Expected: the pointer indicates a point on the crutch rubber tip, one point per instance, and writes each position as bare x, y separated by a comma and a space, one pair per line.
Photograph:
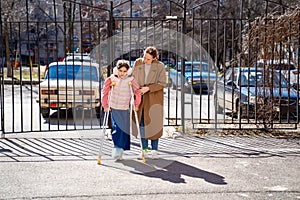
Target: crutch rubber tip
112, 83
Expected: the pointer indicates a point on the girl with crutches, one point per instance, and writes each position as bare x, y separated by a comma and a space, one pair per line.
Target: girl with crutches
119, 103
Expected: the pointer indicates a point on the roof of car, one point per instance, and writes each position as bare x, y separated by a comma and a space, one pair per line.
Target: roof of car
84, 63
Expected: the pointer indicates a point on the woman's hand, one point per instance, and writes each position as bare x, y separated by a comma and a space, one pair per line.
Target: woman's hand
136, 108
143, 90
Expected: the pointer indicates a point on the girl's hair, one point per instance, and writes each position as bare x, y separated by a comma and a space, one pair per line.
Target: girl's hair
152, 51
123, 63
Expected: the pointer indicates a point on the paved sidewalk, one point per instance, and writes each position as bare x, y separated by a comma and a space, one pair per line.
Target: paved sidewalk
56, 166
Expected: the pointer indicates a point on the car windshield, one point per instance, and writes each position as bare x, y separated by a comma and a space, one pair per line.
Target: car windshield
256, 78
196, 67
71, 72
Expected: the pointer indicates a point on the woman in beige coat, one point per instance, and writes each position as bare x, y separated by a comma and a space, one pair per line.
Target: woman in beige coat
151, 76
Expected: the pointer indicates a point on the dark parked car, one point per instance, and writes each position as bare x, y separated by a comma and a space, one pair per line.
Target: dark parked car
254, 91
199, 77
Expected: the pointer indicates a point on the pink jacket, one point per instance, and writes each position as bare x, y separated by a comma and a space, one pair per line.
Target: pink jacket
120, 92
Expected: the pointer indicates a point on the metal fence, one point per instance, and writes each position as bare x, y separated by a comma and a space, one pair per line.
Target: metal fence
211, 63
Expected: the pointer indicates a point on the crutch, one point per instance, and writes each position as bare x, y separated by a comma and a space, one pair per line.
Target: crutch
105, 124
136, 120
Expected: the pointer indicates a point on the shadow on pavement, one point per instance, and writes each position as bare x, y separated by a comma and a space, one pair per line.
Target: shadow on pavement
172, 171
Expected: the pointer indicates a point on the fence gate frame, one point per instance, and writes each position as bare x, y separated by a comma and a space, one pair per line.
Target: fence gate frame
188, 15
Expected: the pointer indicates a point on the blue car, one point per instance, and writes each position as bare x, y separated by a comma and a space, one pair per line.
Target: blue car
199, 77
255, 93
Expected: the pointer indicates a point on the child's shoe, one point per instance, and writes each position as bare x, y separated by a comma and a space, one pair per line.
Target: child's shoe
145, 152
117, 153
154, 154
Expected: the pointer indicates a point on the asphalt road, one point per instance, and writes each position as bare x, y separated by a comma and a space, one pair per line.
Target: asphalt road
61, 165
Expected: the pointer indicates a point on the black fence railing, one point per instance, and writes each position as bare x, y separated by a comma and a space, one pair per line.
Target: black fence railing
223, 72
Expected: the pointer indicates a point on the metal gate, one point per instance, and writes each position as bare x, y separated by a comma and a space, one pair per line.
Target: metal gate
197, 43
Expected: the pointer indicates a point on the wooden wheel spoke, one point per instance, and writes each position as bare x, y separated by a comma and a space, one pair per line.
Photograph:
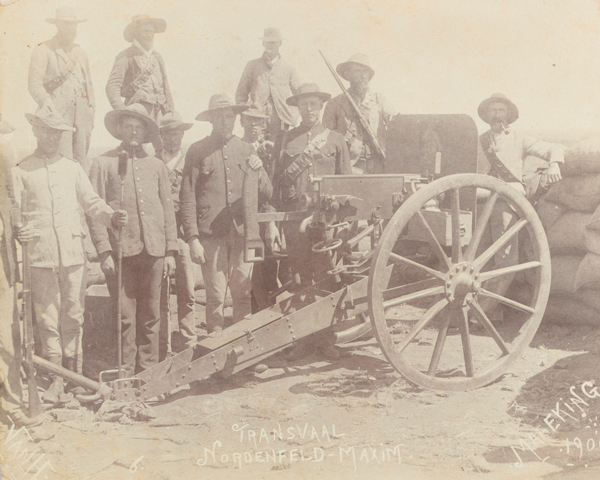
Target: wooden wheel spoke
482, 222
395, 292
431, 271
423, 321
506, 301
489, 326
439, 346
498, 244
463, 324
507, 270
455, 214
439, 251
413, 296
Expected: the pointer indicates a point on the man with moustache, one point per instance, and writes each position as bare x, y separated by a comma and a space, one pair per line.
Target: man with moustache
340, 116
266, 83
172, 130
139, 74
60, 79
212, 213
506, 150
11, 393
130, 179
56, 188
264, 275
309, 149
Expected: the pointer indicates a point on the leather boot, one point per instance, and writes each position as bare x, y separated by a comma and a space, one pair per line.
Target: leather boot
53, 393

THE TASK
Pictures are not part of the copy. Return every record exactly.

OUTPUT OF THE TASK
Expected: the pointer indicates a point on the crutch rubber tip, one point per instance, and writes each position as bare x, y separated by a comma and a space, one pair per line.
Photograph:
Target: crutch rubber tip
112, 83
Expected: the pointer indicates a point on the girl with crutches, one point per instance, and writes each position as bare x, y separated by a comma and a space, one pair per line.
Target: girl with crutches
119, 103
Expected: the pointer indicates a point on the roof of car, one point per instance, and writes each position as bare x, y separated by a comma and a space, one pair per line.
Target: roof of car
84, 63
Expected: the pointer indicates a point on the woman's hand, one point per instance, and writes each position as bare x, y separated by a comma and a space, one pair per line.
Target: woman's hand
136, 108
143, 90
Expected: the pointer indicates a point on the girl's hair, one point per instance, and writes each position as bare x, y separated by a comma and a space, one pair per line.
Target: girl's hair
152, 51
123, 63
Expected: the pointer indicates a point on the paved sidewalk, one point per instance, and writes each position as bare x, y separated by a comma and a space, one pair per line.
Target: paved sidewalk
56, 166
Expected: the pointer indicates a point on the car windshield, one point per instance, and writes each position as bare x, y separated by a comma and a space, one pair per line.
Target: car windshield
256, 78
196, 67
71, 72
Expected: the pointer indicates a point on the woman in beige coat, one point per instance, and writes each position as bare x, y separated by a comma and a space, one pair per line.
Target: woman in beige coat
151, 76
Expected: the pointer indicates a point on the dark parked car, one point per instance, and writes each position as bare x, y separated by a comma and a space, one pair per line.
Target: dark parked car
254, 91
199, 77
Expected: the pointer indicates a point on the pink jacket, one point per instance, and writes each position as bare x, y separated by a comma and a space, one pair per line.
Target: pink jacket
120, 92
Expected: the pointer indicates a point on the metal fence, one point per instance, and writes each position as bare x, y separated by a comma and a space, one pair per line.
Target: metal fence
211, 63
Expected: the pointer indicates a point on the crutch, one point per instance, and writes each position as bare x, y separated by a comma and a space, one pair per line.
Target: crutch
105, 124
136, 120
Expected: the pointer indicates a point on the shadow on pavement, one point per instance, and writes each position as bare x, y separated by a comma and a space, one pair per line.
Target: shadow on pavement
172, 171
Expected: the pointer indicates a point on the fence gate frame, one point per instance, and writes each position as bare x, y separated by a comma and a space, one pair per line.
Target: fence gate frame
188, 15
Expected: the pointer indicates a point on the blue car, one point per instance, and writes each position as bare x, y separated by a comma and a space, one pair per line.
Target: blue car
199, 77
255, 93
Expected: the pointer indicates a point on the child's shoe, one point per instance, and writes each position as bare x, y separated by a comma and a space, one pair per line.
Target: child's shoe
145, 152
117, 153
154, 154
Expected: the pointer indicates a point on the asphalt road, one point per instance, and writes each position as bare x, y separated by a comma and a space, one pair per line.
Target: asphalt road
61, 165
Expected: the pointer indicates a point on the black fence railing, one point per instance, and writes each position as bare x, y separated by a comma and a space, one pair per line.
Target: black fence railing
223, 72
Expected: the pointer indicates a point on the metal gate, one point per instance, and writes each position as bare x, y separated by a comma and a space, one pair per line.
Target: metal gate
197, 43
Expected: the pointer indicates a point on the wooden wheel spoke, one point per instance, and writes each position as bare x, y separated by a comma and a space, one pair per line.
Photograph:
Target: wooden wheel spoke
482, 222
395, 292
431, 271
423, 321
506, 301
489, 326
439, 346
498, 244
463, 324
507, 270
455, 214
439, 251
413, 296
Expected: the pointer indicates a point on the man with moustache, one point per instance, and writes each position as bare x, y separated by a comma and a space, one pair per line.
Target: man with moustache
340, 116
266, 83
172, 130
139, 74
60, 79
212, 213
506, 150
11, 393
130, 179
56, 188
264, 275
309, 149
Expected: the pointer indicates a point on the leather boot, one point per instance, and writes each position as bare x, y separated by a comma and a space, one pair per line.
Target: leather boot
53, 393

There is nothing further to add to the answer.